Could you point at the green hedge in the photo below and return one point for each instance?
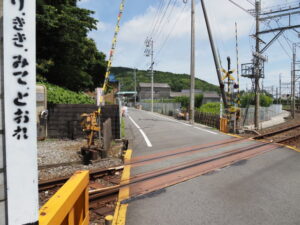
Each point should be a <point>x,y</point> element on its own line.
<point>58,95</point>
<point>211,107</point>
<point>185,101</point>
<point>249,99</point>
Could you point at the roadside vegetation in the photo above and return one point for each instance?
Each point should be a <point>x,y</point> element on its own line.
<point>59,95</point>
<point>249,99</point>
<point>211,107</point>
<point>66,56</point>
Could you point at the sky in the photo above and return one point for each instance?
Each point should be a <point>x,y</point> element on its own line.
<point>169,26</point>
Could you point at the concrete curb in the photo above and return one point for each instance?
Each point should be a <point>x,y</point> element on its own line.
<point>121,209</point>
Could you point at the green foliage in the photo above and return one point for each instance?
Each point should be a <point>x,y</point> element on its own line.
<point>160,100</point>
<point>249,99</point>
<point>185,101</point>
<point>65,55</point>
<point>211,107</point>
<point>177,82</point>
<point>58,95</point>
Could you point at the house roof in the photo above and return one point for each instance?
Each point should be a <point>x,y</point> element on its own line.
<point>197,91</point>
<point>161,85</point>
<point>178,94</point>
<point>211,95</point>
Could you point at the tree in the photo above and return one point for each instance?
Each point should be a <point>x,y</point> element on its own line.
<point>65,54</point>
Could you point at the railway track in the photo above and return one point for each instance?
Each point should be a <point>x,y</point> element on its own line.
<point>283,135</point>
<point>103,199</point>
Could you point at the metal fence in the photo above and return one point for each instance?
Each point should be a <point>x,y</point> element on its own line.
<point>209,119</point>
<point>162,108</point>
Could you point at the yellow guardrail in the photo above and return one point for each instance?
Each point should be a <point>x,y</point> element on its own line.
<point>224,125</point>
<point>70,204</point>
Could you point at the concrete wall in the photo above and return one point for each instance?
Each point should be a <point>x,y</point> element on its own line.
<point>64,119</point>
<point>145,93</point>
<point>2,161</point>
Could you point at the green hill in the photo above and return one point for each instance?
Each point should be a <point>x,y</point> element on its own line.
<point>177,82</point>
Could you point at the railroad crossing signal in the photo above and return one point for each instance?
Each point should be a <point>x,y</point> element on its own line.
<point>228,74</point>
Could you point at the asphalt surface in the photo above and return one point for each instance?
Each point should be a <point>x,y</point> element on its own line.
<point>261,190</point>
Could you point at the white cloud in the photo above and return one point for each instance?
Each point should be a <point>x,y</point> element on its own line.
<point>175,56</point>
<point>101,26</point>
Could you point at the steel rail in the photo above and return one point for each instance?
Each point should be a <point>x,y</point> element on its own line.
<point>276,132</point>
<point>57,182</point>
<point>187,165</point>
<point>183,151</point>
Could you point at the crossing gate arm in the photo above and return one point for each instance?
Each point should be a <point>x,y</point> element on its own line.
<point>70,204</point>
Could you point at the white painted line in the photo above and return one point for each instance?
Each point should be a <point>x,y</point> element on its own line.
<point>186,124</point>
<point>173,120</point>
<point>205,130</point>
<point>142,132</point>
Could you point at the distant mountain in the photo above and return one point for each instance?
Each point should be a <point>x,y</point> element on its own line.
<point>177,82</point>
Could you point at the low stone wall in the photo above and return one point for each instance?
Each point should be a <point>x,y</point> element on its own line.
<point>64,119</point>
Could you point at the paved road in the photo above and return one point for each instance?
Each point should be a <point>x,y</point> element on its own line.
<point>262,190</point>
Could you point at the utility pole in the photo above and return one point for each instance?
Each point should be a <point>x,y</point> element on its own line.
<point>293,82</point>
<point>192,91</point>
<point>150,52</point>
<point>280,88</point>
<point>237,63</point>
<point>257,64</point>
<point>214,52</point>
<point>135,87</point>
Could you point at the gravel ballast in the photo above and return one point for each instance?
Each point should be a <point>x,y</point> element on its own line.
<point>55,151</point>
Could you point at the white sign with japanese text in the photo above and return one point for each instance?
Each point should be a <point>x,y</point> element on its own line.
<point>20,111</point>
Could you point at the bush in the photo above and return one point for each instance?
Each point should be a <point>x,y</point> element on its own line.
<point>185,101</point>
<point>58,95</point>
<point>211,107</point>
<point>249,99</point>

---+---

Exercise instructions =
What you give back should be only the lines of the records above, starting at the line with "Could you point at the white painted" and ending at the line with "Could you point at the bush", restated word for word.

Result =
Could you point at the white painted line in the photo above and return one point for each instance?
Each point should be a <point>x,y</point> element on its own line.
<point>186,124</point>
<point>173,120</point>
<point>205,130</point>
<point>142,132</point>
Could you point at the distant mountain in the photo above and return one point for each instance?
Each point should be a <point>x,y</point> element on its own line.
<point>177,82</point>
Could you point at the low stone wall in the photo above and return one point for each instance?
Each point should be a <point>x,y</point> element on its own line.
<point>64,119</point>
Could you point at the paved road in the photo above and return one point for each instance?
Each point should be a <point>x,y</point> element on its own line.
<point>262,190</point>
Could you point at the utility pole in the photo above and return one point for each instance?
Each point should be a <point>x,y</point> element on its own line.
<point>293,82</point>
<point>192,91</point>
<point>150,52</point>
<point>280,88</point>
<point>237,63</point>
<point>257,64</point>
<point>214,52</point>
<point>135,87</point>
Could you point at the gravel ballast in the photo above and return one point for each instance?
Each point should be a <point>x,y</point> element on its own line.
<point>55,151</point>
Could you point at the white sign with japanese text in the photo above and return one point for each instance?
Each point should be a <point>x,y</point> element on its own line.
<point>20,111</point>
Could you point at the bush in the photo above and return one point for each instance?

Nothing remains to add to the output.